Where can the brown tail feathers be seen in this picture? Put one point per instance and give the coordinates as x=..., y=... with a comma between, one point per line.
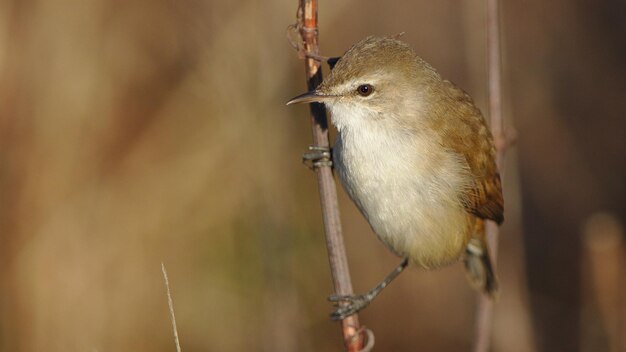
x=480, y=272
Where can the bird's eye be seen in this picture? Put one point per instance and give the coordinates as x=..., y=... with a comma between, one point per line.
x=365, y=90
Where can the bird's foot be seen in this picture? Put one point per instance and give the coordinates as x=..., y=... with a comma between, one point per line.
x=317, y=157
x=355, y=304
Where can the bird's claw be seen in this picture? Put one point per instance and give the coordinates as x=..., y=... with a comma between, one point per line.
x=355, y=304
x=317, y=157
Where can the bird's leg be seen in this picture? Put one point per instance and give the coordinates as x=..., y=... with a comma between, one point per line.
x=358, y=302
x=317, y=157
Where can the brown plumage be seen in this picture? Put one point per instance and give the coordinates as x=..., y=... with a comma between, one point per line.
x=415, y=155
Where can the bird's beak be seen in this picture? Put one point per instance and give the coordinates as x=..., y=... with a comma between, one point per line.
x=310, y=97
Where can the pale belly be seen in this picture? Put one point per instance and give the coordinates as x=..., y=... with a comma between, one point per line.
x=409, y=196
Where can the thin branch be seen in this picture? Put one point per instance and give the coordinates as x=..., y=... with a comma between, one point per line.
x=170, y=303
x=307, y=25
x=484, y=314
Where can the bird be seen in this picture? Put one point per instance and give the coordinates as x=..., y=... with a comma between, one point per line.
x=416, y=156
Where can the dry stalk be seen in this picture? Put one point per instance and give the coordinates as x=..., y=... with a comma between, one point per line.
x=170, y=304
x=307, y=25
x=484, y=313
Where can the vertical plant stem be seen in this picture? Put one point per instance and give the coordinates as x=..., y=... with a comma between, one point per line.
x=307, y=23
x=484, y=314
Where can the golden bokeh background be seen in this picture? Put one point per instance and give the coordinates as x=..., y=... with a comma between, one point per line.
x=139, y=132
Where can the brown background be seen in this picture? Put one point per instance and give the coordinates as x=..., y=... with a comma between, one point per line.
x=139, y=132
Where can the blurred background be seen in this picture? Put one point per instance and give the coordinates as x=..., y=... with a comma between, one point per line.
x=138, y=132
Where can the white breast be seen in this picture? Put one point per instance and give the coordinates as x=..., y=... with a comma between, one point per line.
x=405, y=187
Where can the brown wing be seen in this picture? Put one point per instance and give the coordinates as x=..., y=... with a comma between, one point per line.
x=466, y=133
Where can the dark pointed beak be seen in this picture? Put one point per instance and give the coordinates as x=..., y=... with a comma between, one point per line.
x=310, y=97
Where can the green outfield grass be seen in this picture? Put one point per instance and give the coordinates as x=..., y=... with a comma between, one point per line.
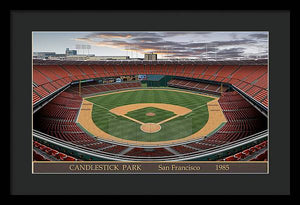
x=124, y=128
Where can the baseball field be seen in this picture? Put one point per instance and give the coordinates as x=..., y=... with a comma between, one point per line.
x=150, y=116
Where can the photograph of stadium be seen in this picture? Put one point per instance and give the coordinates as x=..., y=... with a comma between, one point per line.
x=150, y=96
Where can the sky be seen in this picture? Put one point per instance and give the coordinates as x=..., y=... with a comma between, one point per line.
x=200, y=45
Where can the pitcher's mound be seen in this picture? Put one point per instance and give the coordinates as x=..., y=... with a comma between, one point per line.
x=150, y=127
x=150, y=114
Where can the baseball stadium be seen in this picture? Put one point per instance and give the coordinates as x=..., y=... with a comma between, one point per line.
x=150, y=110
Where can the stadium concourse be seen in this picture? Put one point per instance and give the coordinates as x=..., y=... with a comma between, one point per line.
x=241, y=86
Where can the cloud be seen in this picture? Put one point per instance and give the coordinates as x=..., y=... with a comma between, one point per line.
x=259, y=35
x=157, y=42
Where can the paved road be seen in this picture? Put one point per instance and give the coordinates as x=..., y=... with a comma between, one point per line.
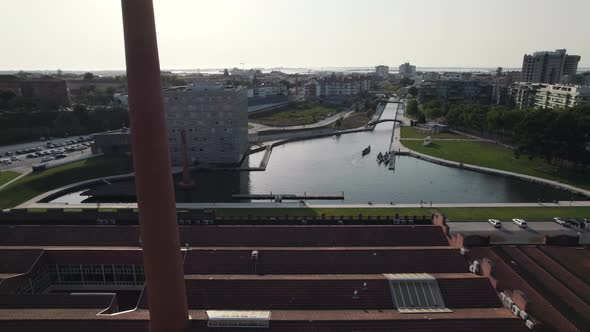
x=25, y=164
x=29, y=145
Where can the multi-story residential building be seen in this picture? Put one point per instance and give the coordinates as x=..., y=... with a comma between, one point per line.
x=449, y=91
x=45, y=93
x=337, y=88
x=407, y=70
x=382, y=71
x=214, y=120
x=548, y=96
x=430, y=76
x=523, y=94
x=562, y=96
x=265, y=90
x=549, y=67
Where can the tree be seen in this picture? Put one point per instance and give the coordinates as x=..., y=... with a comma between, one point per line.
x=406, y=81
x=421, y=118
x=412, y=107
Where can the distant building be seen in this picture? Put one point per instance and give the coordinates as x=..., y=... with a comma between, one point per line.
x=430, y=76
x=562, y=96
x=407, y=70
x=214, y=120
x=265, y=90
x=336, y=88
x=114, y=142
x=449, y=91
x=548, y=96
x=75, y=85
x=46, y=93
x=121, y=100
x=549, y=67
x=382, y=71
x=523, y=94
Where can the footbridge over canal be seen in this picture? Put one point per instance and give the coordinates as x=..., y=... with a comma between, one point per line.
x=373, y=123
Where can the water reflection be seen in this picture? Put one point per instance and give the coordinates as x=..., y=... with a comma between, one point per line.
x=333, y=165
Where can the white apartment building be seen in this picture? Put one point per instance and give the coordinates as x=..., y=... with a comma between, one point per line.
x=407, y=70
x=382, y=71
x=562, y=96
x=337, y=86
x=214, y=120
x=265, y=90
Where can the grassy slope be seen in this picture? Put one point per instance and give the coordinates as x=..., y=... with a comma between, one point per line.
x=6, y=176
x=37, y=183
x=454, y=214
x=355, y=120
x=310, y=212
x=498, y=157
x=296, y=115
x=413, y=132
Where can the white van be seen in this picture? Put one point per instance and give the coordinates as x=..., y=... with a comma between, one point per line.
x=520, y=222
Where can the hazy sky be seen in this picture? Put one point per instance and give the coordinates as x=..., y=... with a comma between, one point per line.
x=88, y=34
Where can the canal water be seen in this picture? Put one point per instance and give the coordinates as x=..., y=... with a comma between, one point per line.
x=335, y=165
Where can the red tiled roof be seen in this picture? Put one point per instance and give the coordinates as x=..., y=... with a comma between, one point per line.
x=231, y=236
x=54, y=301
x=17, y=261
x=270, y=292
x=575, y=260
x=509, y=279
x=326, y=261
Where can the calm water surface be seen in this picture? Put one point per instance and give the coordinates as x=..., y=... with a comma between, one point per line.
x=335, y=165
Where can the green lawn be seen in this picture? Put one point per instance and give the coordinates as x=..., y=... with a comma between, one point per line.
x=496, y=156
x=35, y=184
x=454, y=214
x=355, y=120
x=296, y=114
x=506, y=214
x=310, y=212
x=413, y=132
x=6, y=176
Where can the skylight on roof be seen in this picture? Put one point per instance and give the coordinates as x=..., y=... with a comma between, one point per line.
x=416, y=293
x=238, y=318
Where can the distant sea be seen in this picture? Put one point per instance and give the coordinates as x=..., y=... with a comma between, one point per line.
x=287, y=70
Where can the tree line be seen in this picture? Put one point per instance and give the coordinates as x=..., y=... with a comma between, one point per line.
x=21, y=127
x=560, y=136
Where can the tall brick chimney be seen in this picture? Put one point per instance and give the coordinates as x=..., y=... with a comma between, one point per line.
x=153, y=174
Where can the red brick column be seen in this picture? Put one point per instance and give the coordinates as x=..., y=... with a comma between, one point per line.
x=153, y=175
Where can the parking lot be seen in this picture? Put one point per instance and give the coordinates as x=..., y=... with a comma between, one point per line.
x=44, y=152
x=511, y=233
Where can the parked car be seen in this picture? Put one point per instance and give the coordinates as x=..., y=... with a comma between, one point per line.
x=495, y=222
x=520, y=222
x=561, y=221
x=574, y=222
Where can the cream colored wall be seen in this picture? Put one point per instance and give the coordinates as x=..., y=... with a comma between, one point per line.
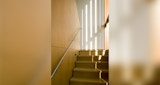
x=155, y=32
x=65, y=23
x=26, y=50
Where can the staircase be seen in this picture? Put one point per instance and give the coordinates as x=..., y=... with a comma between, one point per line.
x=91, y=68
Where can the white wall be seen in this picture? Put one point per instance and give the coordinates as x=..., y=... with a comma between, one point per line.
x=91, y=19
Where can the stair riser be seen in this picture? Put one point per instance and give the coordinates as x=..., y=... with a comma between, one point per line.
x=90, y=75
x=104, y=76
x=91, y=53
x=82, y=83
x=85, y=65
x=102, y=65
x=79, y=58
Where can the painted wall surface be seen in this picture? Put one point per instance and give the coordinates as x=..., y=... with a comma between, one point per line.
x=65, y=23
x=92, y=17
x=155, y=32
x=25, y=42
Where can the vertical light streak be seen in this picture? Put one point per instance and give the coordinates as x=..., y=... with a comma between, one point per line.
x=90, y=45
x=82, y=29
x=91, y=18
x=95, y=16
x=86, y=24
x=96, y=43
* * *
Copy exactly and only this span: the line with "Where can the red brick" through the final line of the entries, both ends included, with the pictures left out.

* Written response:
Where can the red brick column be seen in this picture? Put one point per instance and give the coordinates as x=..., y=... with a comma between, one point per line.
x=153, y=175
Where can the parking lot be seen in this picture? Put one point per instance and give the coordinates as x=..., y=... with a comma between, one point per line.
x=44, y=152
x=511, y=233
Where can the parked car be seen in this picture? Put one point per instance and give the coordinates as x=..., y=... with a comma between, one point per line.
x=495, y=222
x=520, y=222
x=561, y=221
x=574, y=222
Where can the cream colored wall be seen in this picture? Put one point per instance and give the coordinates as x=..., y=... with a comma between, one point per line.
x=155, y=32
x=65, y=23
x=26, y=50
Where can the staircase be seen in this picture? Put one point per instance and give the coordinates as x=..., y=... with a comma between, one point per line.
x=91, y=68
Where can the white wall be seen in this picture? Put one point per instance and give the coordinates as x=..., y=... with a comma between, one point per line.
x=91, y=19
Where can the stair riser be seen in this picture? Put one point per instance and give the coordinates as x=..., y=... with a comma between, one point per line.
x=90, y=75
x=104, y=76
x=91, y=53
x=82, y=83
x=85, y=65
x=102, y=65
x=79, y=58
Where can the painted wall surface be seen in this picture? Put one point per instance and give the coordinates as x=..., y=... with a comma between, one point per line.
x=65, y=23
x=92, y=17
x=155, y=32
x=25, y=42
Where can the vertical light streak be seen in this picture? Put one point per instance and give the coordinates as x=..., y=... with a comma between, one point per line.
x=90, y=45
x=82, y=29
x=91, y=18
x=95, y=16
x=86, y=24
x=96, y=43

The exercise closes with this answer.